======== Kaynak metin ========
Bir Cumhuriyet Anısı..
Gazi, çiftliğinde dolaşırken oldukça yaşlı bir kadına rastladık. Atatürk attan inerek bu ihtiyar kadının yanına sokuldu:
-Merhaba nine.
Kadın Ata'nın yüzüne bakarak hafif bir sesle:
-Merhaba, dedi.
-Nereden gelip nereye gidiyorsun?
Kadın şöyle bir duralayıp, -Neden sordun ki, dedi. Buraların sabısı mısın? Yoksa bekçisi mi?
Paşa gülümsedi.
-Ne sahibiyim, ne de bekçisiyim nine. Bu topraklar Türk milletinin malıdır. Buranın bekçisi de Türk milletinin kendisidir. Şimdi nereden gelip nereye gittiğini söyleyecek misin?
Kadın başını salladı:
-Tabii söyleyeceğim, ben Sincan'ın köylerindenim bey, otun güç bittiği, atın geç yetişdiği kavruk köylerinden birindeyim.
Bizim mıhtar bana bilet aldı trene bindirdi, kodum Angara'ya geldim.
-Muhtar niçin Ankara'ya gönderdi seni?
======== Malzeme kümesi ========
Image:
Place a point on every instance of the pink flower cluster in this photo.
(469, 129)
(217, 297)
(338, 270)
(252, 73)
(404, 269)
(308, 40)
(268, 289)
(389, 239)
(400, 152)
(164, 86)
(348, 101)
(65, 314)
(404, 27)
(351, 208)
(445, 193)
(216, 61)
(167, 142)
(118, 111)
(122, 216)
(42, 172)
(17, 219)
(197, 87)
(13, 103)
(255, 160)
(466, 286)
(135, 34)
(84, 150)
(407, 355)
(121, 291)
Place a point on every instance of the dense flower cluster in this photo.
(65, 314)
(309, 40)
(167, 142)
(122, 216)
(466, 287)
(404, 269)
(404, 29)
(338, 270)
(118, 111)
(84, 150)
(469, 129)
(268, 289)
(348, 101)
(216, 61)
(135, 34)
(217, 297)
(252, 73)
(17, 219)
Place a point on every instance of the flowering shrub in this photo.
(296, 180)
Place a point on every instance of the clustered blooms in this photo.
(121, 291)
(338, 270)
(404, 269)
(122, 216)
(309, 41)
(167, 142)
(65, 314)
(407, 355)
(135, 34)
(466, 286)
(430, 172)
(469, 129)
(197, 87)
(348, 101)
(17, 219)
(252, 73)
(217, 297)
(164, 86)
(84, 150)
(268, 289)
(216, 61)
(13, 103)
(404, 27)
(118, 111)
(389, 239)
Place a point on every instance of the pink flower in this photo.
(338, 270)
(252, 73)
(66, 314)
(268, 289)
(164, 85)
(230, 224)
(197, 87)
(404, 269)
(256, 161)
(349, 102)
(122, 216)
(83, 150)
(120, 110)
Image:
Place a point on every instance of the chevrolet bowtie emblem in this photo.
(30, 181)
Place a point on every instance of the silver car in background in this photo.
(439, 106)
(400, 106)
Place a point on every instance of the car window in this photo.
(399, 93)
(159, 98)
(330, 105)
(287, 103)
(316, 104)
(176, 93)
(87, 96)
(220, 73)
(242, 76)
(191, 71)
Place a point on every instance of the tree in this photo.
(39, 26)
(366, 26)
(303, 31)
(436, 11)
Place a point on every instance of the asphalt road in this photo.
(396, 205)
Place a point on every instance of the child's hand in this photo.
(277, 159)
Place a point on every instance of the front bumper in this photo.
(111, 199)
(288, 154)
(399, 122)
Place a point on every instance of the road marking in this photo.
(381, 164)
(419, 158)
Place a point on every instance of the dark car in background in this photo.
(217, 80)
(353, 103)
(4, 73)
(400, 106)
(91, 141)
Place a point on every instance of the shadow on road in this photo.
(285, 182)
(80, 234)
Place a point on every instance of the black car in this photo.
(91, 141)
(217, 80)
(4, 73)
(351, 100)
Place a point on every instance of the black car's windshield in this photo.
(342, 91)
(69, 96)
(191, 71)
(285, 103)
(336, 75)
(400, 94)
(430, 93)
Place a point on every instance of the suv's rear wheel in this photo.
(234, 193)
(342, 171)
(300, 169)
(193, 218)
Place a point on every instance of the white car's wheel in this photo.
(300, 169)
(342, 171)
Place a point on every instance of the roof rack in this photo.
========
- _Görevin kapsamı_: Cumhuriyet anısı metninde "Bir Cumhuriyet Anısı.." sözlerinden başlayarak "kavruk köylerinden birindeyim." sözlerine kadar uzanan bölümün tamamını kelimesi kelimesine aktarınız. Söz konusu malzemeye başvurmanız gerekmemektedir.

- _Yanıt aşağıdadır_:
Bir Cumhuriyet Anısı..
Gazi, çiftliğinde dolaşırken oldukça yaşlı bir kadına rastladık. Atatürk attan inerek bu ihtiyar kadının yanına sokuldu:
-Merhaba nine.
Kadın Ata'nın yüzüne bakarak hafif bir sesle:
-Merhaba, dedi.
-Nereden gelip nereye gidiyorsun?
Kadın şöyle bir duralayıp, -Neden sordun ki, dedi. Buraların sabısı mısın? Yoksa bekçisi mi?
Paşa gülümsedi.
-Ne sahibiyim, ne de bekçisiyim nine. Bu topraklar Türk milletinin malıdır. Buranın bekçisi de Türk milletinin kendisidir. Şimdi nereden gelip nereye gittiğini söyleyecek misin?
Kadın başını salladı:
-Tabii söyleyeceğim, ben Sincan'ın köylerindenim bey, otun güç bittiği, atın geç yetişdiği kavruk köylerinden birindeyim.